Em todos os registros, substitua "positive clicks" por "foreground clicks" e reproduza as linhas sem nenhuma outra alteração. Omita as imagens na resposta.

Entradas salvas:
═══
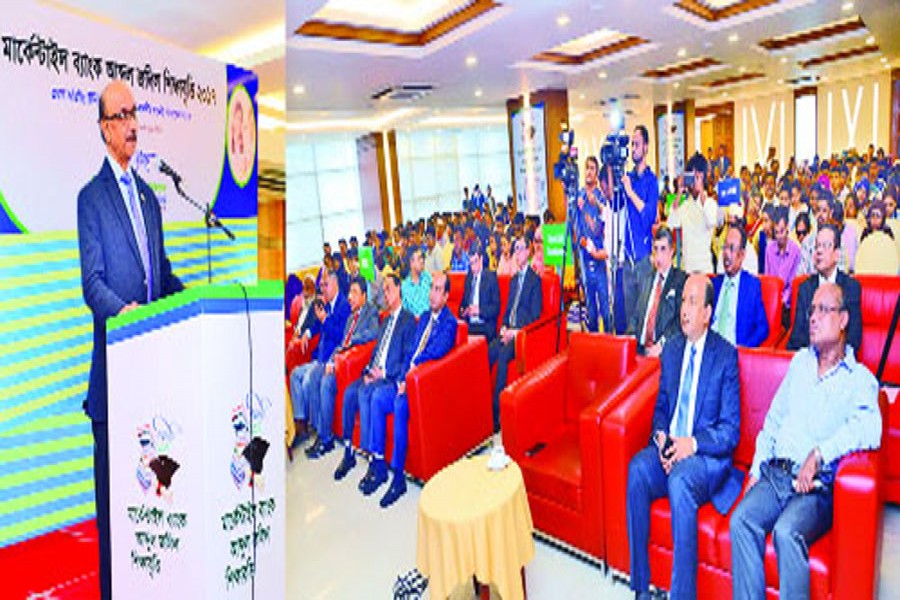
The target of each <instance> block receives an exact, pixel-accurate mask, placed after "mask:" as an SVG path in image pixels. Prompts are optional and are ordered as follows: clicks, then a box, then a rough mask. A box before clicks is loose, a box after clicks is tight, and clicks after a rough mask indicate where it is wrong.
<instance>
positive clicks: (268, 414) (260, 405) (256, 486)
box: [231, 393, 272, 490]
mask: <svg viewBox="0 0 900 600" xmlns="http://www.w3.org/2000/svg"><path fill="white" fill-rule="evenodd" d="M271 408H272V401H271V400H269V399H268V398H264V397H262V396H260V395H258V394H255V393H254V394H252V395H251V394H247V395H246V396H245V397H244V399H243V400H242V401H241V402H240V403H239V404H237V405H236V406H235V407H234V408H233V409H232V411H231V427H232V429H233V430H234V449H233V450H232V453H231V479H232V481H233V482H234V485H235V487H236V488H237V489H239V490H240V489H241V488H243V487H245V486H247V487H255V488H257V489H259V490H263V489H264V488H265V478H264V477H263V467H264V463H265V458H266V454H267V453H268V451H269V442H268V441H267V440H266V439H265V438H263V437H262V436H263V432H264V431H265V423H266V419H267V417H268V415H269V413H270V411H271Z"/></svg>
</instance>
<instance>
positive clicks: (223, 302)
mask: <svg viewBox="0 0 900 600" xmlns="http://www.w3.org/2000/svg"><path fill="white" fill-rule="evenodd" d="M247 303H248V301H245V300H244V299H243V298H240V299H231V298H227V299H226V298H213V299H207V298H204V299H200V300H198V301H196V302H191V303H190V304H187V305H185V306H179V307H178V308H175V309H172V310H170V311H168V312H165V313H163V314H159V315H154V316H152V317H149V318H147V319H144V320H143V321H138V322H136V323H131V324H129V325H125V326H124V327H120V328H118V329H114V330H112V331H110V332H109V333H108V334H107V338H106V343H107V345H108V346H111V345H113V344H117V343H119V342H122V341H124V340H127V339H130V338H133V337H136V336H139V335H143V334H145V333H148V332H150V331H155V330H157V329H162V328H163V327H168V326H170V325H173V324H175V323H180V322H181V321H186V320H187V319H190V318H192V317H195V316H197V315H199V314H200V313H201V312H203V313H205V314H240V313H243V312H244V311H245V310H246V309H247ZM249 304H250V311H251V312H257V311H266V310H268V311H283V310H284V308H283V307H282V304H283V300H282V299H281V298H250V299H249Z"/></svg>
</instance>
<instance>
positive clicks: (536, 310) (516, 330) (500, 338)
mask: <svg viewBox="0 0 900 600" xmlns="http://www.w3.org/2000/svg"><path fill="white" fill-rule="evenodd" d="M513 258H514V259H515V261H516V267H517V268H518V271H517V272H516V274H515V275H513V276H512V277H511V278H510V280H509V303H508V304H507V305H506V314H504V315H503V326H502V327H501V328H500V336H499V337H497V338H495V339H494V341H492V342H491V345H490V346H488V360H489V361H490V365H491V368H492V369H493V368H494V365H495V364H496V365H497V380H496V381H495V382H494V404H493V408H494V433H497V432H498V431H500V392H501V391H503V388H505V387H506V373H507V369H508V368H509V363H510V362H511V361H512V360H513V359H514V358H515V357H516V334H517V333H518V332H519V329H521V328H522V327H525V326H526V325H530V324H531V323H533V322H535V321H537V320H538V318H539V317H540V316H541V304H542V302H543V296H542V293H541V278H540V277H538V275H537V274H536V273H535V272H534V270H533V269H531V268H530V267H529V266H528V244H527V243H526V241H525V237H524V236H521V235H520V236H519V237H518V238H516V241H515V242H514V244H513Z"/></svg>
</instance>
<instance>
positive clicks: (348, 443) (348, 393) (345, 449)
mask: <svg viewBox="0 0 900 600" xmlns="http://www.w3.org/2000/svg"><path fill="white" fill-rule="evenodd" d="M382 287H383V289H384V300H385V303H386V304H387V310H388V315H387V316H386V317H385V318H384V320H383V321H382V322H381V327H380V328H379V330H378V342H377V343H376V344H375V349H374V350H373V351H372V358H371V359H370V360H369V364H368V365H367V366H366V368H365V369H363V375H362V377H361V378H359V379H357V380H356V381H354V382H353V383H351V384H350V385H348V386H347V389H346V390H344V407H343V410H342V414H341V422H342V431H341V434H342V440H343V442H344V458H343V459H342V460H341V463H340V464H339V465H338V467H337V470H335V472H334V478H335V479H336V480H338V481H340V480H341V479H343V478H344V477H346V476H347V473H348V472H349V471H350V469H352V468H353V467H355V466H356V457H355V456H354V455H353V447H352V443H353V426H354V424H355V422H356V415H357V413H358V414H359V434H360V435H359V437H360V442H359V446H360V448H361V449H362V450H363V451H364V452H366V453H370V452H371V451H372V443H371V436H370V432H371V421H372V417H371V412H372V411H371V405H372V395H373V393H374V392H375V391H376V390H378V389H380V388H382V387H388V388H390V389H396V388H397V385H399V383H400V382H401V381H403V379H404V377H405V376H406V365H407V363H406V362H405V361H406V357H407V355H408V354H409V349H410V348H411V347H412V343H413V337H414V336H415V334H416V318H415V317H414V316H413V315H412V313H411V312H409V311H408V310H406V309H405V308H403V299H402V296H401V293H400V276H399V275H398V274H397V273H394V272H391V273H388V274H386V275H385V276H384V283H383V284H382ZM373 469H374V467H373V465H372V462H369V468H368V470H367V471H366V475H365V477H363V478H362V480H360V482H359V485H360V487H362V484H363V482H365V481H367V480H369V479H371V476H372V473H373Z"/></svg>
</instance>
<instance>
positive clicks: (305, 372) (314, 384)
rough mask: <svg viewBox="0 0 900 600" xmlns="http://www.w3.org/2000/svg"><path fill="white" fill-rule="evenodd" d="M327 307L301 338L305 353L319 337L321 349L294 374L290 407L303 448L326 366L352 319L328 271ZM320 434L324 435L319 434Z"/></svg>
═══
▶ [RESPOSTA]
The target of each <instance> block receives an exact, pixel-accurate mask, placed after "mask:" as an SVG path in image pixels. Prompts are optional and are ordered as follows: clicks, then a box, then a rough mask. A box before clicks is loose, a box after clicks is tight, and clicks after a rough mask indicate where it is wrong.
<instance>
foreground clicks: (268, 414) (260, 405) (256, 486)
box: [231, 393, 272, 490]
mask: <svg viewBox="0 0 900 600" xmlns="http://www.w3.org/2000/svg"><path fill="white" fill-rule="evenodd" d="M271 408H272V401H271V400H269V399H268V398H264V397H262V396H260V395H258V394H255V393H254V394H252V395H251V394H247V395H246V396H245V397H244V399H243V400H242V401H241V402H240V403H239V404H237V405H236V406H235V407H234V408H233V409H232V411H231V427H232V429H233V430H234V449H233V450H232V453H231V479H232V481H233V482H234V485H235V487H236V488H237V489H239V490H240V489H241V488H243V487H245V486H247V487H255V488H257V489H259V490H263V489H264V488H265V478H264V477H263V467H264V463H265V458H266V454H267V453H268V451H269V442H268V441H267V440H266V439H265V438H263V437H262V436H263V432H264V431H265V423H266V419H267V417H268V415H269V413H270V411H271Z"/></svg>
</instance>
<instance>
foreground clicks: (223, 302)
mask: <svg viewBox="0 0 900 600" xmlns="http://www.w3.org/2000/svg"><path fill="white" fill-rule="evenodd" d="M247 303H248V301H245V300H244V299H243V298H240V299H231V298H227V299H226V298H213V299H207V298H204V299H200V300H198V301H196V302H191V303H190V304H187V305H185V306H179V307H178V308H175V309H172V310H170V311H168V312H165V313H163V314H159V315H154V316H152V317H149V318H147V319H144V320H143V321H138V322H136V323H131V324H129V325H125V326H124V327H120V328H118V329H114V330H112V331H110V332H109V333H108V334H107V338H106V343H107V345H108V346H111V345H113V344H117V343H119V342H122V341H124V340H127V339H130V338H133V337H136V336H139V335H143V334H145V333H148V332H150V331H155V330H157V329H162V328H163V327H168V326H170V325H173V324H175V323H180V322H181V321H186V320H187V319H190V318H192V317H195V316H197V315H199V314H200V313H201V312H203V313H205V314H240V313H243V312H244V311H245V310H246V309H247ZM249 304H250V311H251V312H257V311H266V310H268V311H283V310H284V308H283V307H282V304H283V300H282V299H281V298H250V299H249Z"/></svg>
</instance>
<instance>
foreground clicks: (536, 310) (516, 330) (500, 338)
mask: <svg viewBox="0 0 900 600" xmlns="http://www.w3.org/2000/svg"><path fill="white" fill-rule="evenodd" d="M513 258H514V259H515V261H516V267H517V268H518V271H517V272H516V274H515V275H513V276H512V277H511V278H510V280H509V303H508V304H507V305H506V314H504V315H503V326H502V327H501V328H500V336H499V337H497V338H495V339H494V341H492V342H491V345H490V346H488V360H489V361H490V365H491V368H492V369H493V368H494V365H495V364H496V365H497V380H496V381H495V382H494V404H493V408H494V433H497V432H498V431H500V392H501V391H503V388H505V387H506V373H507V369H508V368H509V363H510V362H511V361H512V360H513V359H514V358H515V357H516V334H517V333H518V332H519V329H521V328H522V327H525V326H526V325H530V324H531V323H533V322H535V321H537V320H538V318H539V317H540V316H541V304H542V302H543V296H542V293H541V278H540V277H538V275H537V274H536V273H535V272H534V270H533V269H531V268H530V267H529V266H528V244H527V243H526V241H525V237H524V236H521V235H520V236H519V237H518V238H516V241H515V242H514V244H513Z"/></svg>
</instance>
<instance>
foreground clicks: (348, 443) (348, 393) (345, 449)
mask: <svg viewBox="0 0 900 600" xmlns="http://www.w3.org/2000/svg"><path fill="white" fill-rule="evenodd" d="M382 287H383V289H384V300H385V303H386V304H387V310H388V315H387V316H386V317H385V318H384V320H383V321H382V322H381V327H380V328H379V330H378V342H377V343H376V344H375V349H374V350H373V351H372V358H371V359H370V360H369V364H368V365H367V366H366V368H365V369H363V375H362V377H361V378H359V379H357V380H356V381H354V382H353V383H351V384H350V385H348V386H347V389H346V390H344V407H343V410H342V414H341V422H342V431H341V434H342V440H343V442H344V458H343V459H342V460H341V463H340V464H339V465H338V467H337V470H335V472H334V478H335V479H336V480H338V481H340V480H341V479H343V478H344V477H346V476H347V473H348V472H349V471H350V469H352V468H353V467H355V466H356V457H355V456H354V455H353V447H352V443H353V426H354V424H355V422H356V415H357V413H358V414H359V434H360V435H359V437H360V442H359V446H360V448H361V449H362V450H363V451H364V452H366V453H370V452H371V451H372V443H371V436H370V432H371V421H372V417H371V412H372V411H371V405H372V395H373V393H374V392H375V391H376V390H378V389H380V388H382V387H388V388H390V389H396V388H397V385H399V383H400V382H401V381H403V379H404V377H405V376H406V365H407V363H406V362H405V361H406V357H407V355H408V354H409V349H410V348H411V347H412V343H413V337H414V336H415V334H416V318H415V317H414V316H413V315H412V313H411V312H409V311H408V310H406V309H405V308H403V299H402V296H401V293H400V276H399V275H398V274H397V273H394V272H391V273H388V274H386V275H385V276H384V283H383V284H382ZM373 469H374V467H373V465H372V462H369V468H368V470H367V471H366V475H365V477H363V478H362V480H360V482H359V485H360V487H362V484H363V482H365V481H367V480H369V479H371V476H372V473H373Z"/></svg>
</instance>
<instance>
foreground clicks: (305, 372) (314, 384)
rough mask: <svg viewBox="0 0 900 600" xmlns="http://www.w3.org/2000/svg"><path fill="white" fill-rule="evenodd" d="M327 307L301 338L305 353L319 337L321 349L294 374L290 407L303 448L326 366L352 319L328 271ZM320 434L324 435L319 434Z"/></svg>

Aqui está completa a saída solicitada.